◆ **TO-DO LIST**:
1. Repeat word for word the part of the text on independent fashion designers starting at "Additionally some people" and ending at "exposure and sell their work.".
2. Answer these questions from the text on independent fashion designers:
(a) Where do many designers distribute and sell their work when they choose to go local?
(b) Which two websites are named as places where people can sell their work?
(c) Who started the fashion brand Calpurnia Peach?

◆ **EXCERPT PROVIDED**:

Because they do not fit into clearly defined institutional categorizations that are perhaps outmoded by the current distribution of economic and creative activity, many fashion designers have had to make their own scene. In a slumping economy, they have to see and create opportunity were it does not yet exist. To subvert the traditional system of ownership of companies, many designers have chosen to go local, by distributing and selling their work in local galleries and boutiques.
The design collective is a leading boutique for minneapolis-based designers to show and sell their work.
Additionally some people have developed their own approach to entrepreneurship through the opportunities afforded through the internet and start-up business. Through websites such as e-bay and etsy, people can join existing web infrastructures to get exposure and sell their work.
Additionally, there are lots of smaller start-up design businesses, of people making their own fashion brands. Such an example is Calpurnia Peach, a fashion brand started by the design partnership of two U of M design students. Through a combination of local and internet distribution, they are making themselves known in the Twin Cities and beyond.

◆ **DATASET EXTRACT**:
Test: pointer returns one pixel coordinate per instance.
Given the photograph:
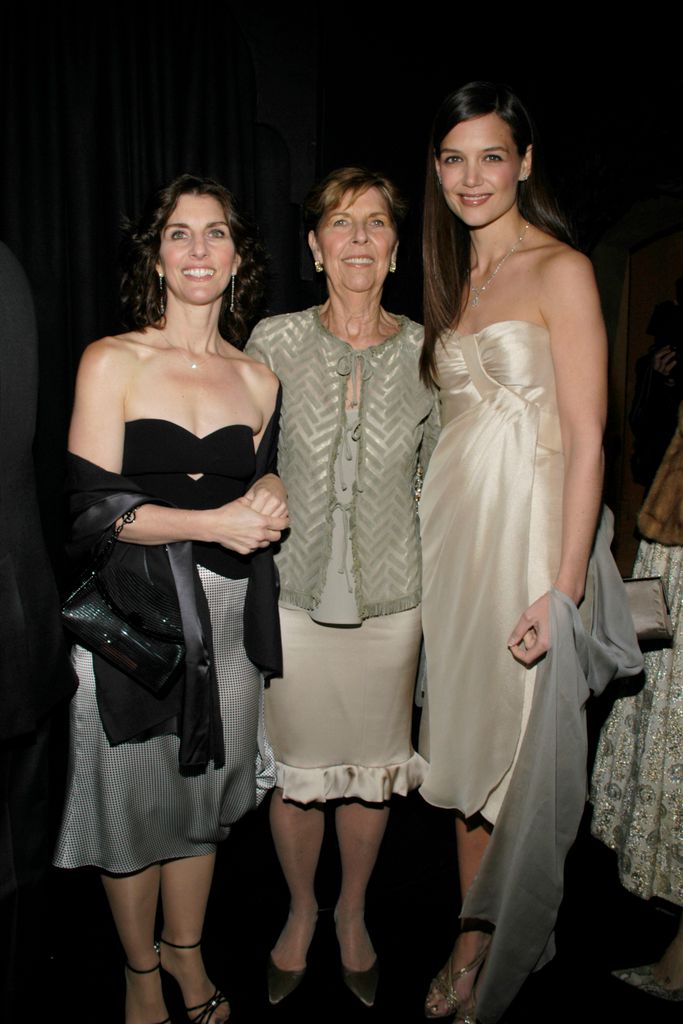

◆ **TASK ANSWERS**:
1.
Additionally some people have developed their own approach to entrepreneurship through the opportunities afforded through the internet and start-up business. Through websites such as e-bay and etsy, people can join existing web infrastructures to get exposure and sell their work.

2.
(a) In local galleries and boutiques.
(b) E-bay and etsy.
(c) The design partnership of two U of M design students.